─── Extracted records ───

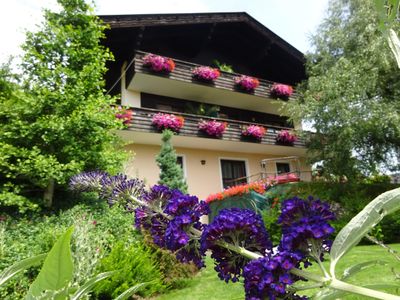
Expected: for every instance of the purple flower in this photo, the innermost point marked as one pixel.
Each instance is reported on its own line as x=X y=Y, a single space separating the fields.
x=242 y=227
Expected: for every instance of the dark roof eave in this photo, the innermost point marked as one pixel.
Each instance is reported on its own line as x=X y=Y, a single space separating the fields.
x=143 y=20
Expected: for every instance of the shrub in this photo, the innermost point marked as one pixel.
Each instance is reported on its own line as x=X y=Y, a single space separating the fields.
x=135 y=264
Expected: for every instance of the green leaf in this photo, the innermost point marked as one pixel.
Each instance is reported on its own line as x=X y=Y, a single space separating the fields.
x=88 y=286
x=129 y=292
x=362 y=223
x=350 y=271
x=57 y=270
x=20 y=266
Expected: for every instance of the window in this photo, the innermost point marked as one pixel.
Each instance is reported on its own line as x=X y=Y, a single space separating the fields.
x=282 y=168
x=233 y=172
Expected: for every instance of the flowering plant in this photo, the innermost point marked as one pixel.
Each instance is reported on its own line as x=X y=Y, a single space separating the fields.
x=124 y=114
x=239 y=241
x=206 y=73
x=213 y=127
x=254 y=131
x=158 y=63
x=247 y=83
x=259 y=187
x=281 y=90
x=286 y=138
x=168 y=121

───

● Set problem:
Please repeat all of the material above, substituting "image" for every "photo" and leaving everything else unchanged. Leave the pictures out.

● Solution below:
Expected: for every instance of the purple flower in this image, the innermost point marked as one pixel.
Each instance is reported on its own line as x=X y=Y, a single space separating the fields.
x=242 y=227
Expected: for every instance of the dark roof eave in this image, the innermost point marked as one pixel.
Each instance is reported on its own line as x=X y=Y, a single space separating the fields.
x=143 y=20
Expected: for every instance of the shrub in this image, the innermost point marked as one pixel.
Each instance is reported on its own line as x=X y=Y, a single space separating the fields.
x=135 y=264
Expected: for every instance of the green leaf in this image, the innermost point marked as one pixel.
Each instance is reported on its own line as x=X y=Y, a single space separating the fields.
x=88 y=286
x=129 y=292
x=362 y=223
x=350 y=271
x=57 y=270
x=20 y=266
Expected: for every instance of the window in this image, the innermost point marked as one pixel.
Each instance is reported on its own line as x=X y=Y, a single space separating the fields.
x=282 y=168
x=233 y=172
Expected: for every instance of the flowering plant in this image, the innermost point marked as one pixel.
Each instance is reported on its own line as x=X y=Y, a single space separating the fields.
x=124 y=114
x=239 y=241
x=206 y=73
x=213 y=127
x=254 y=131
x=158 y=63
x=247 y=83
x=259 y=187
x=281 y=90
x=286 y=138
x=168 y=121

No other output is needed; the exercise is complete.